SAPO Mag: Também em Portugal havia uma diferença grande em relação aos Estados Unidos. A questão racial era menos importante e não era um movimento do gueto, eram jovens brancos, de classe média. A certa altura no filme alguém diz que às tantas já se rimava sobre "outros planetas" porque os temas dos problemas do bairro não eram tão relevantes...

 

FN: É uma questão interessante que se prende essencialmente com o facto de, no Porto, ao contrário de Lisboa, existir uma presença mais reduzida de comunidades africanas oriundas das antigas colónias portuguesas. Lisboa teve sempre mais presente essas comunidades que hoje já vão em duas ou três gerações; no Porto só começou esse movimento mais tarde. Em Lisboa o hip hop tem desde o início a grande marca da cultura negra, que pessoalmente admiro, que mais oiço. Por outro lado, mesmo sendo feito por um número maior de pessoas brancas no Porto, ele não deixa de ser um rap consciente, de rua, combativo, de intervenção. Também existe um olhar sobre os bairros sociais, tal como em Lisboa.

 

CD: Ao mesmo tempo que é feito por vozes representativas da classe média, são vozes representativas de gente que vive no bairro, são pessoas que passam essa mensagem cá para fora.

 

SAPO Mag: Por que acham que houve tanta resistência no início aos Mind da Gap e ao rap/hip hop português?

→ O que fazer
**a)** Consegue extrair da entrevista, sem alterações, tudo desde "SAPO Mag: Também em" até "eram tão relevantes..."?
**b)** Que países e cidades são mencionados na entrevista? Indique todos.

→ Informação

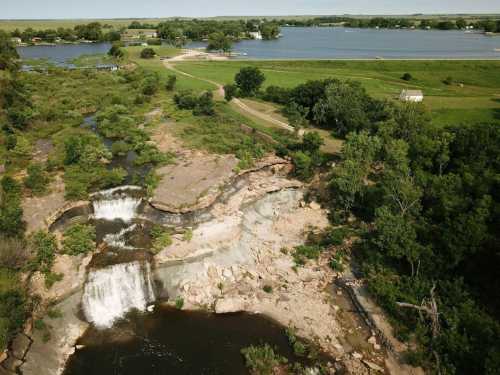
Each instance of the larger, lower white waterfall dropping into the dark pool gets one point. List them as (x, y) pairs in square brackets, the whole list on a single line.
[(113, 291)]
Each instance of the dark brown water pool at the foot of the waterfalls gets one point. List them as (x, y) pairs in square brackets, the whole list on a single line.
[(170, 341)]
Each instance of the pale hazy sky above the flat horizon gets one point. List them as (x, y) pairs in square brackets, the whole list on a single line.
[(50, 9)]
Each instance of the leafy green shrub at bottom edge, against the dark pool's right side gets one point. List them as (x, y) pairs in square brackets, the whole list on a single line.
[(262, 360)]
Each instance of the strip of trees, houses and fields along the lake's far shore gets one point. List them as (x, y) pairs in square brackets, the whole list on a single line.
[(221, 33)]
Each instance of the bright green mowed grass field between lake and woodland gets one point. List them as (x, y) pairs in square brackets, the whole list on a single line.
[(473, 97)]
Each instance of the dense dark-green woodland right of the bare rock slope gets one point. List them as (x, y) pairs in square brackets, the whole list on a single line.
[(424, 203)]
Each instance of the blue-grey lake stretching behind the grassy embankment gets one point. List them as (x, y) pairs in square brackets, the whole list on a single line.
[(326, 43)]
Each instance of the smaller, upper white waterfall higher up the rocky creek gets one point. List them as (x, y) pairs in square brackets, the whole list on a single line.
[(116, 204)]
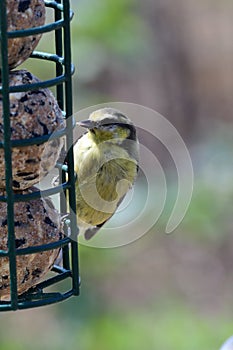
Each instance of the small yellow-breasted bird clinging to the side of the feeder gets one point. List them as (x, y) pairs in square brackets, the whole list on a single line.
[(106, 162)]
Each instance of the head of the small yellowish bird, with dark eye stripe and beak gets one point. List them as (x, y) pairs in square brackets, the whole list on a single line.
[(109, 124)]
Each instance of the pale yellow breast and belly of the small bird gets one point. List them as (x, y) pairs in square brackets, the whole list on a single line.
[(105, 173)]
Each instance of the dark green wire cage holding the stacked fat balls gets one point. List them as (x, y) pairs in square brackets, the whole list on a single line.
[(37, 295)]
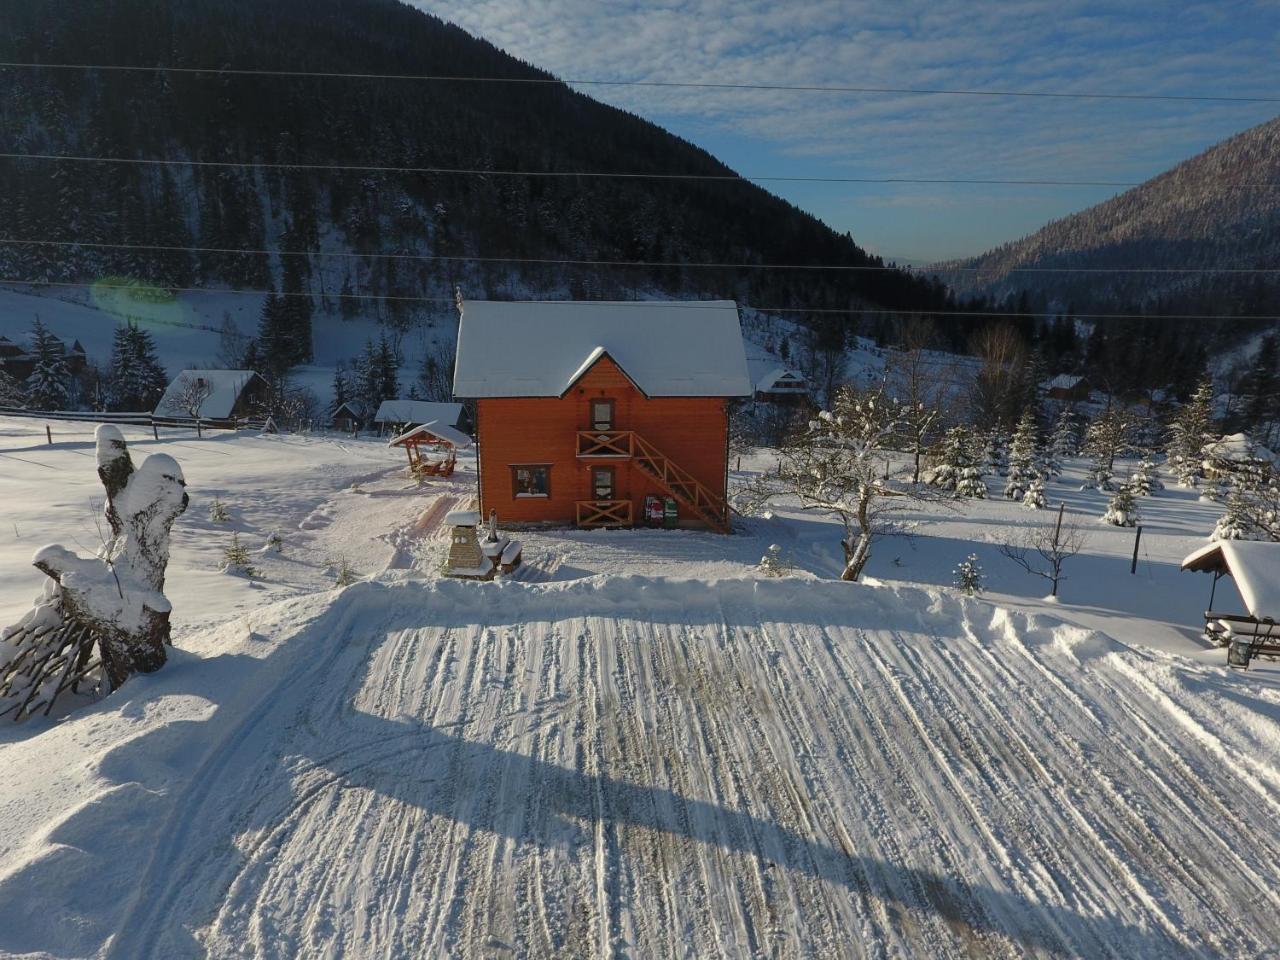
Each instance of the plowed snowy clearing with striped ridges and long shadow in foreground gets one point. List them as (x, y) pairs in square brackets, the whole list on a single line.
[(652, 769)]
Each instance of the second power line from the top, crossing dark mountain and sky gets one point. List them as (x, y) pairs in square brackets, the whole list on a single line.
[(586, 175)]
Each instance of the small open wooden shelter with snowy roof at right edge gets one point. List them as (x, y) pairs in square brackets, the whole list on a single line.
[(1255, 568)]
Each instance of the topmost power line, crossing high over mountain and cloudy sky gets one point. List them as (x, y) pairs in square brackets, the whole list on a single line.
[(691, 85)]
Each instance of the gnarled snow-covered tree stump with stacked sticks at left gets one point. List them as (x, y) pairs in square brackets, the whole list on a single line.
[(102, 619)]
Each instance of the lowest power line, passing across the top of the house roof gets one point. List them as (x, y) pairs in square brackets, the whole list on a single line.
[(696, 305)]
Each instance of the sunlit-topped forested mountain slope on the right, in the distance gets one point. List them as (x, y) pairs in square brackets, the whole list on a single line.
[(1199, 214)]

→ Respostas
**a)**
SAPO Mag: Também em Portugal havia uma diferença grande em relação aos Estados Unidos. A questão racial era menos importante e não era um movimento do gueto, eram jovens brancos, de classe média. A certa altura no filme alguém diz que às tantas já se rimava sobre "outros planetas" porque os temas dos problemas do bairro não eram tão relevantes...

**b)** Portugal, Estados Unidos, Porto e Lisboa.